Start of Document passage

Copper(I) hydroxide is the hydroxide of the metal copper with the chemical formula of CuOH. It is a mild, highly unstable alkali. The color of pure CuOH is yellow or orange-yellow, but it usually appears rather dark red because of impurities. It is extremely easily oxidized even at room temperature. It is useful for some industrial processes and in preventing condensation of formaldehyde. It is also an important reactant and intermediate for several important products including Cu2O3 and Cu(OH)2. Additionally, it can act as a catalyst in the synthesis pyrimidopyrrolidone derivatives.

Preparation 

The dissociation of Cu(OH)2− leads to the formation of CuOH.

Cu(OH)2- <=> CuOH + OH-

The dissociation energy required for this reaction is 62 ± 3 kcal/mol.

Another method is by the double displacement of CuCl and NaOH:
 CuCl + NaOH <=> NaCl + CuOH v 

Notably, this method is rarely used because the CuOH produced will gradually dehydrate and eventually turn into Cu2O.

End of Document passage
Start of Data extracts

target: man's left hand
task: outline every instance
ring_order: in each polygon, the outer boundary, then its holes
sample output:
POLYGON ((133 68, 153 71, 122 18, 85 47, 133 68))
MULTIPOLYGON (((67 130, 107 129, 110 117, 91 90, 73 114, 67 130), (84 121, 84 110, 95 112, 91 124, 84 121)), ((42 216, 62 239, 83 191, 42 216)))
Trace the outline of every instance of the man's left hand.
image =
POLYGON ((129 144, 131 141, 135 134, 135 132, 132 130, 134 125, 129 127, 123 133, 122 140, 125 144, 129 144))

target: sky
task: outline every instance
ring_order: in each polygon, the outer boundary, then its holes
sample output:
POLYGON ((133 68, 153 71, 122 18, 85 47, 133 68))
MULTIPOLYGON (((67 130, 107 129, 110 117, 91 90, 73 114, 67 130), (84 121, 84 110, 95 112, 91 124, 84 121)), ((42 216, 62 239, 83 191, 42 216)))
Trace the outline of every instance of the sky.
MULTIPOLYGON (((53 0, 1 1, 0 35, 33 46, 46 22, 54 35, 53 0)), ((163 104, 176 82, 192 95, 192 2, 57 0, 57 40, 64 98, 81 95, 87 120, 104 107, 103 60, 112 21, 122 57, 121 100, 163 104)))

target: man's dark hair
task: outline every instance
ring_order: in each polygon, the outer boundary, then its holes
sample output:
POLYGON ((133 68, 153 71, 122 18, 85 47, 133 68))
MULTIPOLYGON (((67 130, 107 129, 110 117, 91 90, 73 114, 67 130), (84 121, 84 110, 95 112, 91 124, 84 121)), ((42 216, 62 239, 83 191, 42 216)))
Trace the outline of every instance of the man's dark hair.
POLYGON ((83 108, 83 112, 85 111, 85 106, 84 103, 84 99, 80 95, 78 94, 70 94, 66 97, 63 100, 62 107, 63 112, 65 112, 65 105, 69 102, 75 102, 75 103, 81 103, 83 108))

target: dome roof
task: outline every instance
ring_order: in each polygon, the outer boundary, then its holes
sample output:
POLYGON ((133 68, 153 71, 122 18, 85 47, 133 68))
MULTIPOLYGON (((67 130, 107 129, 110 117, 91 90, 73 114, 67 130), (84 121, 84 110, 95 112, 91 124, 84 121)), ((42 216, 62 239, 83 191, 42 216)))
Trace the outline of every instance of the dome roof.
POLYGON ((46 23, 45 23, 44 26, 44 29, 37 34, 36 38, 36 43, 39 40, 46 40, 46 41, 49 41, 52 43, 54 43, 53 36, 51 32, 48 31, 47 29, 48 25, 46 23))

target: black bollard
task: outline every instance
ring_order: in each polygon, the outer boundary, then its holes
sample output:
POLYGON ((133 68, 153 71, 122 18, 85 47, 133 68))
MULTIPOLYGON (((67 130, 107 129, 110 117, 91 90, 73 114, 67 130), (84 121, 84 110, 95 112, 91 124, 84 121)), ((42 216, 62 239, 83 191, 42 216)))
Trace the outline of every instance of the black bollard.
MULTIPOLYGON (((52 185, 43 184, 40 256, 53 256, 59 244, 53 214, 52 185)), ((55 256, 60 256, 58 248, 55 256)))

End of Data extracts

■ Problem 1: Translate into French the following sentence from the copper(I) hydroxide text: "The color of pure CuOH is yellow or orange-yellow, but it usually appears rather dark red because of impurities."
■ Problem 2: Return verbatim the portion of the copper(I) hydroxide text from "Preparation" up to and including "62 ± 3 kcal/mol.".
The data have no connection to the copper(I) hydroxide text.

■ Final answer 1: La couleur du CuOH pur est jaune ou jaune orangé, mais il apparaît généralement plutôt rouge foncé en raison des impuretés.

■ Final answer 2:
Preparation 

The dissociation of Cu(OH)2− leads to the formation of CuOH.

Cu(OH)2- <=> CuOH + OH-

The dissociation energy required for this reaction is 62 ± 3 kcal/mol.